------ RECORDS FOR THIS EXERCISE
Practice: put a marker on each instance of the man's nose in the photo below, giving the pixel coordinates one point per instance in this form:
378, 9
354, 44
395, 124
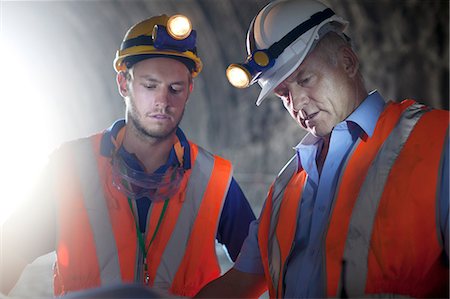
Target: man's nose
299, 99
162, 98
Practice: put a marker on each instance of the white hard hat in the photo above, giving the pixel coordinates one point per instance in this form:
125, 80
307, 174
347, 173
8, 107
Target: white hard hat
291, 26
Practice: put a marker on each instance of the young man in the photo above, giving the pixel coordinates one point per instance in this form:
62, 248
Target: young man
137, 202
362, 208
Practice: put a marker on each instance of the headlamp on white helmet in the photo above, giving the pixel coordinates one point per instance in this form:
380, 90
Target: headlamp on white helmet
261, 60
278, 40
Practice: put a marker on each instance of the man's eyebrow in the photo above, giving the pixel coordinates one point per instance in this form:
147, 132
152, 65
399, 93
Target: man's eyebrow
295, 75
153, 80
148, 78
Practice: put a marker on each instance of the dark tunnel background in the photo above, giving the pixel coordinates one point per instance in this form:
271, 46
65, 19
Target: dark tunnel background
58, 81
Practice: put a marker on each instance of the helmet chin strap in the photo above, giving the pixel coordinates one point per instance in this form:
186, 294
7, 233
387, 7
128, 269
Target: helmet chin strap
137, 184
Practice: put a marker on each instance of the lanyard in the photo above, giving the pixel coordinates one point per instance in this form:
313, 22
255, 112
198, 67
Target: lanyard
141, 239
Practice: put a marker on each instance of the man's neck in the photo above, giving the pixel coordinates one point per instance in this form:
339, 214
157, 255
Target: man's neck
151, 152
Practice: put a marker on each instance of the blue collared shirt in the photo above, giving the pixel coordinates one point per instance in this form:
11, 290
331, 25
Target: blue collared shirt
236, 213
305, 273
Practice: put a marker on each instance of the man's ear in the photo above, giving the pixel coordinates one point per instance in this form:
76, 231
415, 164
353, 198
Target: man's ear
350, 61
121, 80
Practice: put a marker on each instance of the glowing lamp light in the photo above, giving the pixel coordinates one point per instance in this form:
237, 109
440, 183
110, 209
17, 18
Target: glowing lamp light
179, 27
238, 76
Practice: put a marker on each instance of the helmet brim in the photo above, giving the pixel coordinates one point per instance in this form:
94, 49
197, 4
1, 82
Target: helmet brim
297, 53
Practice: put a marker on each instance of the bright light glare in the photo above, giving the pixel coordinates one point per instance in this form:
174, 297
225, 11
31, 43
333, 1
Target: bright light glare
------------
REQUIRED WORK:
Transcribe all entries above exactly. Drop the pictures.

EXPECTED ANSWER:
Practice: put a marker on each instance of the man's nose in the photo below, giving the pixel coordinates one point per instance in this form:
378, 9
354, 44
395, 124
Target: man's nose
299, 99
162, 98
Practice: put a marker on each instance of the white hard hat in the photo above, giving the pixel coordinates one point per instance in this form:
125, 80
307, 174
347, 173
8, 107
Target: white hard hat
291, 26
Practice: put a marker on each instance of the young man in the photo above, giving the pixel coordinates one point per instance in this form:
62, 248
Target: young man
137, 202
362, 208
Practice: put a marker on each instance of the headlamp on white helmet in the photo above, giving the pixel coordinates one point per instance in this form:
380, 90
Target: headlamp on white helmet
261, 60
278, 40
Practice: put a marker on each instance of the man's eyebrow in the photo above, giving the pixel coordinates one point per instance in this form:
147, 132
152, 65
399, 93
Target: man's eyebrow
295, 75
153, 80
148, 78
Practice: put a marker on each instance of the dark tunnel background in the photo above, giving the pixel coordinates one point per instance in this form:
271, 46
65, 19
Target: dark tunnel background
58, 81
Practice: put a marker on each instance of the helmet chin strap in the photo above, giving the pixel coordinates one point per instance in this form:
186, 294
7, 233
387, 7
128, 269
Target: helmet chin strap
137, 184
Practice: put a marker on each instance of the lanyard in the photo above, giving the pixel coordinates one point per instance in this form:
313, 22
255, 112
198, 67
Target: lanyard
141, 239
Practice: put a marker on each instance of the man's neck in the photo above, giving the pixel coordinates one point per instance in this form:
339, 214
157, 255
Target: man's neck
151, 152
Practice: put a marker on each instance of the blue collared shirt in the photo above, giving the pixel coordinates one point per instance in this form:
11, 290
331, 25
Target: blue collared shirt
236, 213
305, 273
Practice: put a marker on each instance of the man's ear in the photo above, giving the pixel coordinates one point per instance in this form:
76, 231
415, 164
353, 198
Target: man's ear
350, 61
121, 80
Practice: put a marker on each instance of the glowing lamp light in the photo above, giving the pixel coordinates one point per instance in this form:
237, 109
440, 183
110, 209
17, 18
Target: glowing lamp light
179, 27
238, 76
Practice: put a marker on each instance of the helmet brim in the photo above, giving the pixel coordinates one point per instance in this form:
94, 49
197, 4
1, 82
Target: helmet brim
297, 53
Practice: put a marker on each instance of the bright light glare in the photo above, giving the pixel coordinates one point per instance in this form:
174, 297
225, 11
31, 43
333, 1
Target: bright light glare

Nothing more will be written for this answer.